## [Testo]
┌──

Arezzo, 25 agosto 2023 – "Quell’uomo faceva paura. Un violento per il tenore delle minacce verbali e per l’atteggiamento con cui ha creato scompiglio nel pronto soccorso. Sapevo che invitandolo a uscire dalla struttura per proteggere il personale a disagio, lui mi avrebbe messo le mani addosso". Giorgio Sgrevi guida la trincea dell’emergenza e urgenza all’opspedale della Fratta, dopo quella del San Donato per oltre venti anni. È lui l’ultimo camice bianco in ordine temporale, malmenato da un paziente esagitato. Ha fatto la segnalazione sul portale dedicato, attivato dalla Asl. Sette giorni, la prognosi per superare gli effetti di "due pugni in faccia e uno all’addome", ma lui è rimasto al suo posto, "non mi è passato nemmeno per l’anticamera del cervello di restare in convalescenza a casa".
Dottor Sgrevi, quale clima vivete in ospedale?
"Quello delle aggressioni al personale sanitario è un fenomeno che si ripete, ma diversamente dal passato, in generale oggi è cambiato l’atteggiamento dei pazienti che arrivano in pronto soccorso e dei loro familiari".
Come?
"Di solito accade quando le persone che hanno un problema e i parenti avanzano pretese che non sempre possono essere soddisfatte nei tempi desiderati. E questo per motivi oggettivi legati al numero di situazioni che affrontiamo nell’arco della giornata, una lunga giornata, fatta anche di dodici ore. È lì che si innestano stati di insofferenza che possono sfociare in aggressioni verbali o fisiche".
Si è abbassata la soglia della tolleranza? Un lascito Covid?
"No, il Covid non c’entra. Negli anni, insieme ai colleghi, abbiamo notato una crescita del fenomeno collegato all’evolversi della società, diventata sempre più complicata. ll rispetto dei ruoli e delle persone, almeno nel nostro caso, è andato scemando negli anni. È un fenomeno sociale e ne troviamo traccia ogni giorno sulla stampa di settore, nei report dei casi che accadono in tutti gli ospedali d’Italia".
C’è un effetto a livello psicologico sul vostro lavoro?
"Si, i colleghi me lo rappresentano. E questa sorta di condizionamento si manifesta di più in situazioni di sovraffollamento del pronto soccorso, quando i tempi di attesa inevitabilmente si allungano. La visione comune tra colleghi è di avere di fronte non solo un paziente ma a volte una sorta di nemico che aspetta solo un nostro passo falso".
Un paradosso visto che al pronto soccorso salvate vite. Come si sente?
"Non è una bella sensazione perché la stragrande maggioranza di noi ha scelto la specializzazione in emergenza e urgenza con l’idea di essere utile agli altri e ricavare da questo la gratificazione professionale. Purtroppo è sempre più raro incontrare pazienti che apprezzino il nostro impegno. E questo lascia l’amaro in bocca".
Ha paura?
"Chi lavora al pronto soccorso, non pensa alla paura nè al fatto di poter subire un’aggressione da chi arriva. Il nostro è un lavoro fatto di passione, sei concentrato solo su quello".
Nel suo caso da dove muove la passione?
"Viene da lontano, dall’idea di fronteggiare tutte le emergenze che possono capitare a una persona; essere in grado di gestire l’evento improvviso che mette in crisi un corpo umano, in una situazione in cui solo una persona presente in quel momento può risolvere".
Tra un turno e l’altrosuona la chitarra nella band Medici e Musica di Marco Feri?
"Condivido l’amore per la musica con alcuni colleghi e facciamo concerti ma per iniziative di beneficenza. Sempre per essere utili agli altri".

└──

## [Estratto dei dati]
┌──

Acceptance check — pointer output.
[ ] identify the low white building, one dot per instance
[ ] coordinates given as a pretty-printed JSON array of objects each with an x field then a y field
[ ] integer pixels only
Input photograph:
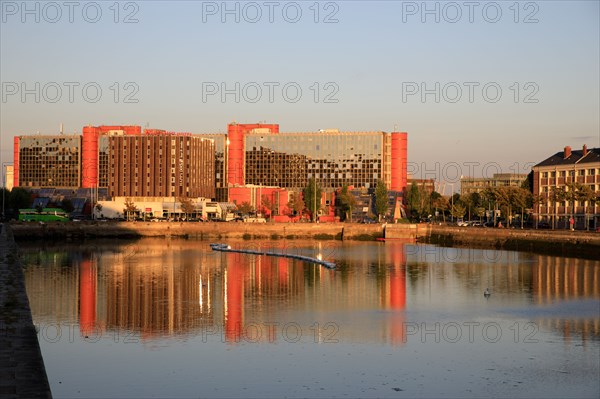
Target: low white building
[{"x": 149, "y": 207}]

└──

## [Istruzioni]
**A)** Riscrivi in forma più breve il paragrafo dell'intervista che comincia con "Di solito accade quando", conservandone i fatti principali.
**B)** Copia testualmente il passo dell'intervista compreso tra "Dottor Sgrevi, quale" e "Un lascito Covid?", estremi inclusi.
**C)** Secondo l'intervista, di quanti giorni è la prognosi di Giorgio Sgrevi dopo l'aggressione?
I dati non hanno alcun legame con l'intervista.

## [Risposte attese]
**A)** Le aggressioni avvengono di solito quando pazienti e parenti avanzano pretese che non sempre si possono soddisfare nei tempi voluti. Il motivo è oggettivo: il numero di casi da gestire in giornate che possono durare anche dodici ore. Ne nasce un'insofferenza che può sfociare in aggressioni verbali o fisiche.

**B)**
Dottor Sgrevi, quale clima vivete in ospedale?
"Quello delle aggressioni al personale sanitario è un fenomeno che si ripete, ma diversamente dal passato, in generale oggi è cambiato l’atteggiamento dei pazienti che arrivano in pronto soccorso e dei loro familiari".
Come?
"Di solito accade quando le persone che hanno un problema e i parenti avanzano pretese che non sempre possono essere soddisfatte nei tempi desiderati. E questo per motivi oggettivi legati al numero di situazioni che affrontiamo nell’arco della giornata, una lunga giornata, fatta anche di dodici ore. È lì che si innestano stati di insofferenza che possono sfociare in aggressioni verbali o fisiche".
Si è abbassata la soglia della tolleranza? Un lascito Covid?

**C)** Sette giorni.